▸ **WHAT YOU SHOULD DO**
Identify each line in the entries below that contains the string "building" and copy those lines, treating uppercase and lowercase letters as different.

▼▼▼

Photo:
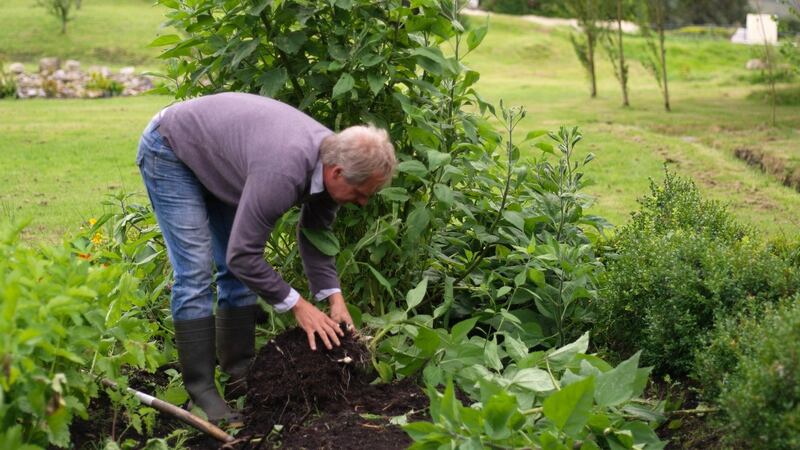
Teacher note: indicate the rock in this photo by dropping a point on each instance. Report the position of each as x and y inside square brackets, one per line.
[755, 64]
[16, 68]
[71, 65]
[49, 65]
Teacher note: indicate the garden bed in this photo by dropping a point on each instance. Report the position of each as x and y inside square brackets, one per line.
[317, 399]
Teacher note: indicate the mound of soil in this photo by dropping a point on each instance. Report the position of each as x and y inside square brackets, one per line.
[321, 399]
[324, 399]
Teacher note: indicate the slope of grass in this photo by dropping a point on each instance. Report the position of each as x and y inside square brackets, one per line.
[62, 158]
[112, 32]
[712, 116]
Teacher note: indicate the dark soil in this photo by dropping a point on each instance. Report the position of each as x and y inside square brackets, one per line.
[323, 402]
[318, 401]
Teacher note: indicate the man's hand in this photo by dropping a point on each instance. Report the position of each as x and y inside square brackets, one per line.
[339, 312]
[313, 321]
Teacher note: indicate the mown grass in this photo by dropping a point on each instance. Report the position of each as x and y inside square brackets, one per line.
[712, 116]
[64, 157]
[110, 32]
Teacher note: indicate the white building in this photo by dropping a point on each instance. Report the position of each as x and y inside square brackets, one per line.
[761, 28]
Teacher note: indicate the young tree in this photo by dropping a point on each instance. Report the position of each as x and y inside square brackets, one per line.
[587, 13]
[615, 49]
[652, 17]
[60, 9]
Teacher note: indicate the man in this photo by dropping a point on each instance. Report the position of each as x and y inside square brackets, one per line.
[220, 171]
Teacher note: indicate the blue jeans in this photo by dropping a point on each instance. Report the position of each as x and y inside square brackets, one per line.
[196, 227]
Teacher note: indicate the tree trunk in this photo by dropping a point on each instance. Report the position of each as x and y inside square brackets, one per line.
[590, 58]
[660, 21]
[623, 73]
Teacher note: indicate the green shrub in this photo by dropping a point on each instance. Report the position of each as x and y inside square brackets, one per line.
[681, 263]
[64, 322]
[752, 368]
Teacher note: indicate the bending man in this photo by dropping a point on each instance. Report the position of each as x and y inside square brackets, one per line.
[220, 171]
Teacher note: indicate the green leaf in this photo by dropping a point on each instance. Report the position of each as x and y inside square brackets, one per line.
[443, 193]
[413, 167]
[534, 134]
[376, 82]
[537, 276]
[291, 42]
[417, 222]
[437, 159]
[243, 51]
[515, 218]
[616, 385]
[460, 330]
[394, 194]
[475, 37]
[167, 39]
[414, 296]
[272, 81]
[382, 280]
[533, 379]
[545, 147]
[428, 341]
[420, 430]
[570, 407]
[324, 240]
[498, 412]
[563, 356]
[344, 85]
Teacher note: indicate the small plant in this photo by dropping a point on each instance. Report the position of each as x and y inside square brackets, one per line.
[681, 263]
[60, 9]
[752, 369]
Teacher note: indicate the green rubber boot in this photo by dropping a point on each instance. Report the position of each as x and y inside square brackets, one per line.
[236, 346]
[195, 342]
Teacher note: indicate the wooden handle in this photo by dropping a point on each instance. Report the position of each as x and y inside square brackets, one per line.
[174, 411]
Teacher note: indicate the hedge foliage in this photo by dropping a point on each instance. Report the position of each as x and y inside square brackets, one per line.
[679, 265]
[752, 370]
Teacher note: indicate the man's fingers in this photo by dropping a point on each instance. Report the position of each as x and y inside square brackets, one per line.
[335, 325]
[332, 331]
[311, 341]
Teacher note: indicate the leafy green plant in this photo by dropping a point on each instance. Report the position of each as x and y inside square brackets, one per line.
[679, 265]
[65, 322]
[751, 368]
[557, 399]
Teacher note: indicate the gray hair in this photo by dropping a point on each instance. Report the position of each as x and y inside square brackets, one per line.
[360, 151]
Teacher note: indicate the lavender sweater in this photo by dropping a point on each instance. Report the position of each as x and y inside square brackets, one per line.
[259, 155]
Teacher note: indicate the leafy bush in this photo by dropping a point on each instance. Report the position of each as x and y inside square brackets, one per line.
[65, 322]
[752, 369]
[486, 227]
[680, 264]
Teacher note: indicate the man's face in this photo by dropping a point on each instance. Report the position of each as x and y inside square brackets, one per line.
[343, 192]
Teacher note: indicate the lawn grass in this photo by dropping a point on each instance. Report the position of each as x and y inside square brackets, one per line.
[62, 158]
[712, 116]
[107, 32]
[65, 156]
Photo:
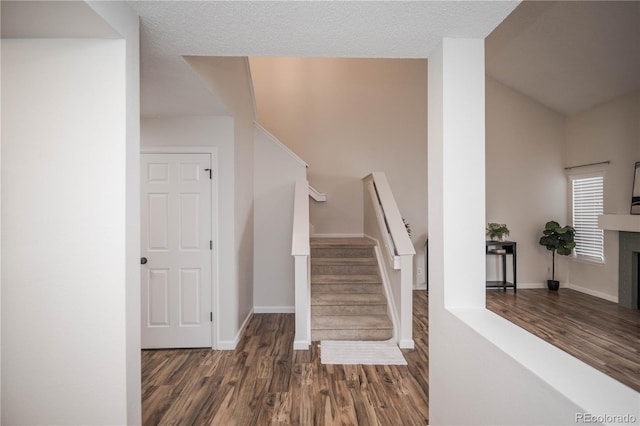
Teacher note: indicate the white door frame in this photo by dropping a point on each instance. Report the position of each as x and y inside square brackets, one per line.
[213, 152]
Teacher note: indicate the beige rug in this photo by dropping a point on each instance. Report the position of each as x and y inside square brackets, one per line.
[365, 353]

▲▲▲
▼▼▼

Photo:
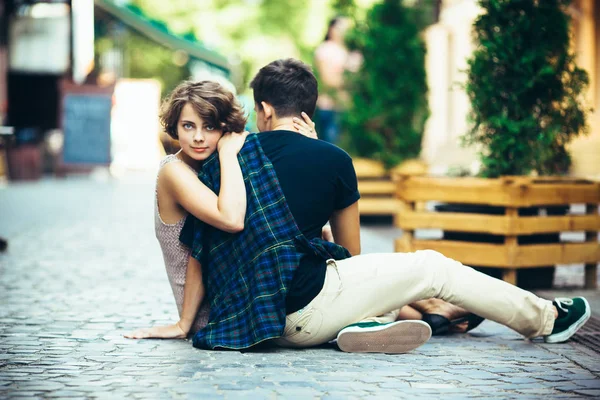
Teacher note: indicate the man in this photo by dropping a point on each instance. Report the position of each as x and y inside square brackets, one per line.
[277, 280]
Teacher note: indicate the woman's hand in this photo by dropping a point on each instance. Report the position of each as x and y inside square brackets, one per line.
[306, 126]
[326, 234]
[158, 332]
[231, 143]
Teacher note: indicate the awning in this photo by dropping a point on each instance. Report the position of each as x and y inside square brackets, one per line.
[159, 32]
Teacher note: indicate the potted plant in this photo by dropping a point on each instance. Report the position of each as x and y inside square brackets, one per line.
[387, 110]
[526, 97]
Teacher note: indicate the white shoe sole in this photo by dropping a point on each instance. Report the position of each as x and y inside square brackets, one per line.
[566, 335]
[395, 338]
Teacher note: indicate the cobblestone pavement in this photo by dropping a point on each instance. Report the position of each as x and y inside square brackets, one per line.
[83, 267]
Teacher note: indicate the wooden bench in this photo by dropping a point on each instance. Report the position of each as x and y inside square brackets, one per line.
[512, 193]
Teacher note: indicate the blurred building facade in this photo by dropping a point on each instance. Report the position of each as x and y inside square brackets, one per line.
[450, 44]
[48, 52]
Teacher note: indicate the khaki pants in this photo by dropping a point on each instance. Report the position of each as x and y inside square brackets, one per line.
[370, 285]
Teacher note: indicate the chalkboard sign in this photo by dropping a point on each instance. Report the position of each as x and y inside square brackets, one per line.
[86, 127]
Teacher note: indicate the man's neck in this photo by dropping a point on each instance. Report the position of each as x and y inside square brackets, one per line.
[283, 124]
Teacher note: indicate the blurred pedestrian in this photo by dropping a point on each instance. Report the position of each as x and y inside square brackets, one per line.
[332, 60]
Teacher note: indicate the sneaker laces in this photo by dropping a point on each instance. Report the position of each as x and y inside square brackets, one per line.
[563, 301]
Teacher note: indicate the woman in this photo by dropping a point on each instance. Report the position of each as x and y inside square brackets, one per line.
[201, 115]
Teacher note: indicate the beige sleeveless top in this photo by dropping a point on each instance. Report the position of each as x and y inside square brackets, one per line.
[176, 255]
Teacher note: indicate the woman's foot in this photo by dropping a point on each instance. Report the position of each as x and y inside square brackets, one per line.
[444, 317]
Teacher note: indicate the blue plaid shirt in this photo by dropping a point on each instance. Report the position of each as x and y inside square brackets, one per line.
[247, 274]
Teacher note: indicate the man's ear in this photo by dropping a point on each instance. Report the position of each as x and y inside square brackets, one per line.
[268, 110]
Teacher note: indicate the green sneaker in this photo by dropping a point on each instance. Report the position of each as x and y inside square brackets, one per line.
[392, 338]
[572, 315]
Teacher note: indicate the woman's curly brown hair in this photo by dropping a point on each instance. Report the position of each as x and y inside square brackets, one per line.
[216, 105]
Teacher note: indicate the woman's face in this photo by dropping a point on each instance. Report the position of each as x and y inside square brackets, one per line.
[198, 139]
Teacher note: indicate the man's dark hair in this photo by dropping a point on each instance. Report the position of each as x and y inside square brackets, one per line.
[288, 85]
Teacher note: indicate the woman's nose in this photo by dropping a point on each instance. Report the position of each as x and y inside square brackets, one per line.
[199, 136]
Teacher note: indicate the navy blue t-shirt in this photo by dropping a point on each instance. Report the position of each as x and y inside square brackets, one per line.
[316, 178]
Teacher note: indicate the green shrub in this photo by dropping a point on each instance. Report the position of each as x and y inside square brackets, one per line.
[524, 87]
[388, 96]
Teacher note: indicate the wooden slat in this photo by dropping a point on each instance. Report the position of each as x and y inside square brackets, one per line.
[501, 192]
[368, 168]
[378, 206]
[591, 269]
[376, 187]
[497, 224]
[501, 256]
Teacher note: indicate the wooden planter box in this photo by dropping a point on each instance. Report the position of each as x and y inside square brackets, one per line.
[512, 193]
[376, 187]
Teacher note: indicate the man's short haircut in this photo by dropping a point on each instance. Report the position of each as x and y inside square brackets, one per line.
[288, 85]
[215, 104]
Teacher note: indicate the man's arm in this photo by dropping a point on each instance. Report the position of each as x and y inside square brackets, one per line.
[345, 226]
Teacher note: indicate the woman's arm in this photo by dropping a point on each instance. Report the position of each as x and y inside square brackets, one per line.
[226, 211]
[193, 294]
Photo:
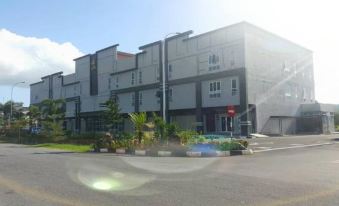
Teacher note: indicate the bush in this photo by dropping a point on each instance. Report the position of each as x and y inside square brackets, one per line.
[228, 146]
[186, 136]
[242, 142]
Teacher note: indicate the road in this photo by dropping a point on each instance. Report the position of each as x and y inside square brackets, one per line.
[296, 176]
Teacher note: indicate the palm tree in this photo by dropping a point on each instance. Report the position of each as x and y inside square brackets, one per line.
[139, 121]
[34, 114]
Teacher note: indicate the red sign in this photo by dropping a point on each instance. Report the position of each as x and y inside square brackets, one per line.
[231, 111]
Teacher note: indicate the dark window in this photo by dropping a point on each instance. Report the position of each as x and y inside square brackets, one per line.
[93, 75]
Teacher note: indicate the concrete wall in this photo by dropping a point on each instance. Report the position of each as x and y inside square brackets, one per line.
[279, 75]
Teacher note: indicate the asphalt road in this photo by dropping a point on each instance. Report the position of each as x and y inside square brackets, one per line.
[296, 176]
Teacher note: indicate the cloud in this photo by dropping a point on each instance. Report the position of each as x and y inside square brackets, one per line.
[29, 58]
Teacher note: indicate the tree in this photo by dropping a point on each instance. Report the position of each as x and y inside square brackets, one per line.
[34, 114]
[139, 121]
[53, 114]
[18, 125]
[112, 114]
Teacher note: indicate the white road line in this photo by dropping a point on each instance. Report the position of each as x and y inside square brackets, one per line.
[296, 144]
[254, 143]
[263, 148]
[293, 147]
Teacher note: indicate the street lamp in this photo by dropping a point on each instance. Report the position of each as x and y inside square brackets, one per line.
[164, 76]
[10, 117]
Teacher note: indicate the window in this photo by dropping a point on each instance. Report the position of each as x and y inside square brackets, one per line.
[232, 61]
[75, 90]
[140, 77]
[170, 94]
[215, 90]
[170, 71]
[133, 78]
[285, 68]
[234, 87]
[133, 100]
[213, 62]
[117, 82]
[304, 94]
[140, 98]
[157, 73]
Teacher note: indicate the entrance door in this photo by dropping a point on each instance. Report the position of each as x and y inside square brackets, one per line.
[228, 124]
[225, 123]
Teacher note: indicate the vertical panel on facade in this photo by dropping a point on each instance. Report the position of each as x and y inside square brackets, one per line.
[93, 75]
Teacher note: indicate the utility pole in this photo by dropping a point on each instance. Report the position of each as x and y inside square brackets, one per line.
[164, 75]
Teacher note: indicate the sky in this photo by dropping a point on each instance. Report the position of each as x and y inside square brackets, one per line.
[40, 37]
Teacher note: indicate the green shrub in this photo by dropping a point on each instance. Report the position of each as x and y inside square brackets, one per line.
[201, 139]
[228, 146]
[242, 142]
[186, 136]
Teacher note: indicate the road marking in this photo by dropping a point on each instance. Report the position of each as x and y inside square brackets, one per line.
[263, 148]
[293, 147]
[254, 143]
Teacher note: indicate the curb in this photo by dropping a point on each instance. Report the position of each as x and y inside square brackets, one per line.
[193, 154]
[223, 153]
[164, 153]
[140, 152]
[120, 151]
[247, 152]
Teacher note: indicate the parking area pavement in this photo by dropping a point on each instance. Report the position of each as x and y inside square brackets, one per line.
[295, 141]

▲▲▲

▸ **ANSWER TO THIS EXERCISE**
Teacher note: indicate the white building in this photo by dropping a point on each instance. Report the position of each as x and y inside square brackets, one per line.
Teacher note: indicate the blurred building facade in this photo by dropping a point on each instance. Report the position of each as x and y inside square brackets, one per line.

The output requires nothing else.